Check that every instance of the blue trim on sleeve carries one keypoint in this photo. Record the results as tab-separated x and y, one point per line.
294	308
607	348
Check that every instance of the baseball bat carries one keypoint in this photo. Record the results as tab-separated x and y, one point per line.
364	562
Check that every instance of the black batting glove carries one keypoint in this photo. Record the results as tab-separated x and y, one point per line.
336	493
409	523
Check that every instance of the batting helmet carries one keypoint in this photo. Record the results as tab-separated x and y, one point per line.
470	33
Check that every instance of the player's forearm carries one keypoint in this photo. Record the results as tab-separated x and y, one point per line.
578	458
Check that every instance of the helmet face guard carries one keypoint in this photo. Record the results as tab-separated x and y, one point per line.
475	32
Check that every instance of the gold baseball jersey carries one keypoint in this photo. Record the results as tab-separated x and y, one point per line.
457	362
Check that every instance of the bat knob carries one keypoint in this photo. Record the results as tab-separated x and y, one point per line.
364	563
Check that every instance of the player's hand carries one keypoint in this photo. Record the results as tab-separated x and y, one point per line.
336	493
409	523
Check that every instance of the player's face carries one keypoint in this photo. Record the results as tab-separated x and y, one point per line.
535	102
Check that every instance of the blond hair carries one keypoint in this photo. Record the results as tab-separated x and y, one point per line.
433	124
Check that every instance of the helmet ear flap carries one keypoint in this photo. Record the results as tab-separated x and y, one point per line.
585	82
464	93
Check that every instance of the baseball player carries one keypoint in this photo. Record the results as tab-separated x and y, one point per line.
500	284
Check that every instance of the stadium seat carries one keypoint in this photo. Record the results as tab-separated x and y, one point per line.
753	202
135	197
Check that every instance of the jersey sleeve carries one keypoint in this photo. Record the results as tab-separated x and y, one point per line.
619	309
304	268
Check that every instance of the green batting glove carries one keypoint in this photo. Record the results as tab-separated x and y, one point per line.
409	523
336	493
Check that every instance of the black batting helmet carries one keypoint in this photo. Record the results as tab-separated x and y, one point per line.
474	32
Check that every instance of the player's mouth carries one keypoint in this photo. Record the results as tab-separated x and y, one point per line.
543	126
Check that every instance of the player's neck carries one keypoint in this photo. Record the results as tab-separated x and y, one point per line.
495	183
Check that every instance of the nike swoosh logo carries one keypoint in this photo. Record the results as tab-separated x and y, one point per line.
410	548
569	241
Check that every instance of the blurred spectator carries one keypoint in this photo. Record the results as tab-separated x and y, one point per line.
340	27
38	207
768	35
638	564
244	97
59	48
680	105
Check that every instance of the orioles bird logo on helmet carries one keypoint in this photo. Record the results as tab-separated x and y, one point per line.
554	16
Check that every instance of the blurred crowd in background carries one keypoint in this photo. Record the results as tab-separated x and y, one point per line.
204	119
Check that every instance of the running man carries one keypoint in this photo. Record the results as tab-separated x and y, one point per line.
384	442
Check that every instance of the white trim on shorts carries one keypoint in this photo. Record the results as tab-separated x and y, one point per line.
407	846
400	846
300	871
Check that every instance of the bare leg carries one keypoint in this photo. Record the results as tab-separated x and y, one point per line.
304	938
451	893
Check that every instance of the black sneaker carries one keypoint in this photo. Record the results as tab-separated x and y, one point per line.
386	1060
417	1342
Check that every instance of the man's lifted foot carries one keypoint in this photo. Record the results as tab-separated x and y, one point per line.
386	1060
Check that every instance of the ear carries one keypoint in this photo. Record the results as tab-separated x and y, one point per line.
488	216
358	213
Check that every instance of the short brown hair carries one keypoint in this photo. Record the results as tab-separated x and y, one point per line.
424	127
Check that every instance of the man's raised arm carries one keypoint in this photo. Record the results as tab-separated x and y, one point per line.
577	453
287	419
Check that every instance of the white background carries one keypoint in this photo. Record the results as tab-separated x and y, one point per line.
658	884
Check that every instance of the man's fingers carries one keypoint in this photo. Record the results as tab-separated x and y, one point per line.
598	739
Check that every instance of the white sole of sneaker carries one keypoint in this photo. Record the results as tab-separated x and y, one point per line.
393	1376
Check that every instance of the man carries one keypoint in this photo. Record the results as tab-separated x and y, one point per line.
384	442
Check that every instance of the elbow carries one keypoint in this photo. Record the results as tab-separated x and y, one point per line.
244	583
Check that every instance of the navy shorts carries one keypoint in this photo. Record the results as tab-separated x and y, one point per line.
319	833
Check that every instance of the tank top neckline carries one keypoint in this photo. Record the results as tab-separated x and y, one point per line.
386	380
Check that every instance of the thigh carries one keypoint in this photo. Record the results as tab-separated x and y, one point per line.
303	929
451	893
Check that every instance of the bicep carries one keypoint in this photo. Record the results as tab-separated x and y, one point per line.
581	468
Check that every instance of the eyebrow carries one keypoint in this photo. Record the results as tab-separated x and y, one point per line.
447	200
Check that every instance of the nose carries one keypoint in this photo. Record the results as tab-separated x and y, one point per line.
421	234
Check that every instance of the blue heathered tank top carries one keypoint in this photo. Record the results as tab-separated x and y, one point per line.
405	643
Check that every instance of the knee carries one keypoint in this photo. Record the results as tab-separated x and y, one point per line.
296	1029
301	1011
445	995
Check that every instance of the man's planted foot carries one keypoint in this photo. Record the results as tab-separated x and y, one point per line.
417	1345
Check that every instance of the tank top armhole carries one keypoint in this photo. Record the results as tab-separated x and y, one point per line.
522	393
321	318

• • • • •

▶ What is expected
Each entry above is to be printed again exactly.

▶ Answer to this problem
Check that every instance of the blue trim on sleeve carries one keypoint in this photo. Record the results as tab-separated x and y, one point per line.
294	308
607	348
Check that every instance of the baseball bat carries one keypoint in this photo. Record the results as tab-separated x and y, one point per line.
364	562
Check that every instance of the black batting glove carries one keypoint in this photo. Record the results as tab-separated x and y, one point per line.
336	493
409	523
Check that every instance of the batting helmet carries one keypoint in this photo. Record the results as tab-separated x and y, one point per line.
470	33
Check that every instance of the player's forearm carries one keypoint in this photo. Record the results as tab-separated x and y, one point per line.
578	458
Check that every instance of the helmet face guard carries one keypoint in this photo. Record the results as tab-separated x and y, one point per line.
475	32
Check that every instance of the gold baseball jersey carries one keypoint in this photo. Record the results as tab-separated x and y, one point per line.
457	362
Check that every instance of the bat knob carries one keypoint in this photo. Record the results as tab-separated x and y, one point per line.
364	563
Check that every instance of the player's hand carries one keypoint in this photo. Record the results as tab-separated x and y, one point per line.
336	493
409	523
Check that every instance of the player's face carries one keypoint in this photo. Record the results as tab-separated x and y, one point per line.
535	102
Check that every instance of the blond hair carries one keypoint in this photo. Record the results as tab-separated x and y, one point per line.
433	124
Check that every instance of the helmet ear flap carries one keypoint in this photo. Record the results as tab-separated x and y, one point per line.
585	82
464	93
Check that every instance of the baseball player carries one keypoint in this photo. Record the results as tab-separated x and y, one point per line.
500	284
Check that every instance of the stadium seat carries one keypoint in this photo. Record the results as tab-separated x and y, one point per line.
753	202
135	197
Check that every instance of the jersey sleeve carries one keypoint in this photo. Record the results as tab-separated x and y, one point per line.
619	309
304	268
Check that every instance of the green batting glove carries one keypoint in this photo. Record the results as tab-separated x and y, one point per line.
409	523
336	493
Check that every instance of the black batting helmet carries one keypoint in this photo. Record the results as tab-separated x and y, one point per line.
474	32
Check that every instance of the player's mouth carries one keypoint in this photo. Record the results as tab-separated x and y, one point per line.
543	126
Check that every instance of the player's neck carries one keypoint in this photo. Record the results as tab-separated x and y, one point per line.
495	183
Check that every instance of the nike swoosh logo carries one keypoint in this photo. Record the results as tab-separated x and y, one point per line.
410	548
569	241
Check that every instance of the blurred spectator carries one keypoint in this photo. Record the results as tab-separated x and y, one point per line.
340	27
38	207
768	35
638	564
244	97
59	48
680	105
Check that every instance of the orioles bird logo on helmet carries one keypoint in this photo. Record the results as tab-separated x and y, one point per line.
554	16
Check that every instance of the blurred crowd in background carries one keypoint in this photo. Record the results as tab-separated x and y, one point per line.
204	119
Check that every instance of the running man carries one keypoint in this photo. Record the results as tab-separated x and y, one point per line.
384	442
Check that every instance of the white trim on shorts carries one keypoint in this photo. Record the results as tab-separated x and y, one point per line.
407	846
400	846
300	871
Check that every instance of the bare leg carries one keypoint in this photo. Record the results as tab-separated x and y, one point per line.
304	938
451	893
Check that every instance of the black sneaker carries one keypoint in this photo. Record the results as tab-separated x and y, one point per line.
386	1060
417	1342
Check that every instance of the man's lifted foot carries one keypoint in this photo. Record the results as tab-separated x and y, one point per line.
386	1060
Check that every instance of the ear carries one keypoint in this photo. Record the results as tab-separated x and y, one point per line.
488	216
358	213
Check that every instance of the short brown hair carries one keypoint in this photo. Record the results as tab-separated x and y, one point per line.
424	127
Check that every instance of the man's raised arm carries one keypoint in this photo. Record the results as tab-separated x and y, one point per line.
577	453
287	419
Check that every instance of the white background carries one keypoint in this photo. Record the results as tab-separated x and y, one point per line.
658	884
Check that every instance of the man's fingers carries one keypoint in this photo. Record the results as tab-separated x and y, one point per line.
598	739
Check that every instance of the white sole of sneaker carries one keypoint in this photo. Record the results as tab-separated x and y, one point per line.
393	1376
Check that every instance of the man carries one keypoint in this photo. Record the results as tab-separated x and y, one point per line.
384	442
Check that every instance of the elbow carries one keypoint in this photo. Record the results as tab-separated x and y, one point per line.
244	583
Check that every instance of the navy shorts carries one keypoint in this photo. Record the results as tab-separated x and y, one point per line.
319	833
Check that every instance of the tank top neckline carries one keypoint in this photo. Record the results as tab-separated x and y, one point per line.
386	380
Check that every instance of the thigh carries one keypoint in this photo. Record the results as tab-separated x and y, one point per line.
303	929
451	893
Check that every instance of the bicep carries one keypoint in this photo. Record the results as tab-separated x and y, one point per line.
581	468
Check that every instance of the eyebrow carries one keypoint in this photo. Record the results as tab-separated x and y, one point per line.
447	200
Check that every instance of the nose carries one keypoint in this photo. Record the results as tab-separated x and y, one point per line.
421	234
Check that every instance of the blue heathered tank top carries one keypoint in this photo. Record the results as tab-separated x and y, one point per line.
405	643
Check that every instance of the knee carries one keypoint in this photo. Record the results as tab-separated x and y, one point per line.
296	1029
301	1011
445	995
Check that every instance of the man's planted foot carries one keypoint in this photo. Record the results as tab-separated x and y, one point per line.
417	1345
Check that every instance of the tank top armhole carries one keypoint in this photo. Record the results as tab-separated x and y, one point per line.
522	393
321	318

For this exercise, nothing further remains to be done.